> _Given passage_
┌──
The county's building department is to be commended for working tirelessly to make certain that the needs of fire victims are prioritized.
If homes could be built from red tape, San Diego County disaster survivors would have it made.
Many fire survivors have been living in travel trailers and tents since they lost their homes to wildfires nearly a year ago. Disaster response groups stand ready to rebuild at least some homes but after months of delays in obtaining county permits, soon fire survivors will be waiting in winter temperatures that could plunge into the 20s.
One veteran disaster response leader said it's the worst delay he's ever faced on a post-disaster site.
County officials, however, say some plans submitted were faulty and permit seekers have not allowed enough time for the review process.
"The county's building department is to be commended for working tirelessly to make certain that the needs of fire victims are prioritized," said Dianne Jacob, chairwoman of the San Diego County Board of Supervisors. "Faced with plans that were submitted late and fell far short of county standards, our patient staff worked alongside all involved to modify the planned structures so that they will, indeed, be safe once constructed."
This is the first disaster of this magnitude to hit the county. "Because San Diego had never needed long-term recovery, we had a lot to learn," said Teresa Manley, chair of Community Firestorm Recovery Team (CRT), a consortium of community groups and faith-based organizations.
And at least some county officials simply didn't know how groups like MDS work.
An official in the county's building department said the county's permit process requires a review by the land-use department's zoning section and by the environmental health and public works departments. A building engineer then evaluates applications for compliance with state and local zoning codes.
└──
> _Material provided_
┌──
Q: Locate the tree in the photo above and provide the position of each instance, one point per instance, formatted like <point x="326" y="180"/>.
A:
└──
> _What this exercise asks_
(1) In the passage on San Diego County fire survivors, what position does Dianne Jacob hold?
(2) Please reproduce the passage on San Diego County fire survivors between "County officials, however, say" and "and faith-based organizations.", inclusive.

> _Numbered responses_
(1) She is chairwoman of the San Diego County Board of Supervisors.

(2)
County officials, however, say some plans submitted were faulty and permit seekers have not allowed enough time for the review process.
"The county's building department is to be commended for working tirelessly to make certain that the needs of fire victims are prioritized," said Dianne Jacob, chairwoman of the San Diego County Board of Supervisors. "Faced with plans that were submitted late and fell far short of county standards, our patient staff worked alongside all involved to modify the planned structures so that they will, indeed, be safe once constructed."
This is the first disaster of this magnitude to hit the county. "Because San Diego had never needed long-term recovery, we had a lot to learn," said Teresa Manley, chair of Community Firestorm Recovery Team (CRT), a consortium of community groups and faith-based organizations.